**Extrait du texte**
··········

À
l’époque, il y avait toujours quelqu’un pour me donner courage.
Cette fois, je ne pouvais compter que sur moi...
(Paolo
Cognetti, Le garçon sauvage : carnet de montagne,
trad. Anita Rochedy, Zoé, 2016)
Claire
et moi nous nous sommes connus en janvier 1978 (donc il y a quarante ans), quand elle déboula à la
Maison des jeunes et de la culture d’Auch, un mercredi soir, pour
intégrer notre groupe de danses folkloriques. Une fois débarrassée
de ses oripeaux d’hiver, on vit qu’elle avait mis ce jour-là un
chemisier blanc et une jupe verte flottante qui lui descendait
jusqu’aux genoux et qui virevoltait quand elle dansait. Comme je
lui ai dit quelques années plus tard : « si tu étais venue en pantalons,
je ne t’aurais sans doute même pas regardée. » Mais ce qui me fit la remarquer
davantage encore, ce fut qu’à la pause, vers 21 h 30, elle sortit de son sac un
paquet de cigarettes (à l’époque, on pouvait encore fumer dans
les lieux publics), et que je me suis précipité vers elle, avant
même qu’elle attrape son briquet, pour lui dire : « Tu
ne vas pas nous empester avec tes cigarettes ! » Drôle de
manière d'entrée en matière pour commencer une relation qui a duré jusqu’en 2009 et qui
perdure encore…
Car
si, "dans
les pays européens, on a marginalisé la dimension spirituelle de la
vie" (selon Tahar Ben Jelloun), je fais partie de ceux qui font de cette dimension le sel de la vie, parce qu'elle révèle la seule beauté qui vaille : la beauté intérieure, celle de l'âme. Ce pourquoi j’aime beaucoup lire ("les
livres sont des portes battantes sur la vie", nous dit Marielle
Macé), sortir à la rencontre des gens (encore ce samedi, je suis
allé pour la première fois découvrir des lecteurs inconnus au Cercle
des éplucheurs de polars
de ma bibliothèque de quartier), exercer mon corps (je viens de
faire le tour du lac de Bordeaux juché sur Bucéphale), écouter de
la musique (en écrivant ce post, j'ai mis les Gymnopédies
de
Satie), voir des films (hier au soir un curieux dessin animé chinois à
l’Utopia : Have
a nice day)

··········

**Données enregistrées**
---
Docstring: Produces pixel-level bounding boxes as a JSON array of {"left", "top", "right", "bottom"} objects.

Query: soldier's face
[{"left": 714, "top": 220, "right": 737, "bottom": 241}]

··········

**Consignes**
A – Selon l'extrait, en quel mois et en quelle année la rencontre avec Claire a-t-elle eu lieu ?
B – Traduisez en anglais cette phrase de l'extrait : « À l’époque, il y avait toujours quelqu’un pour me donner courage. »
Les données n'interviennent en rien dans ce travail.

**Réponses dans l'ordre**
A – En janvier 1978.

B – Back then, there was always someone to give me courage.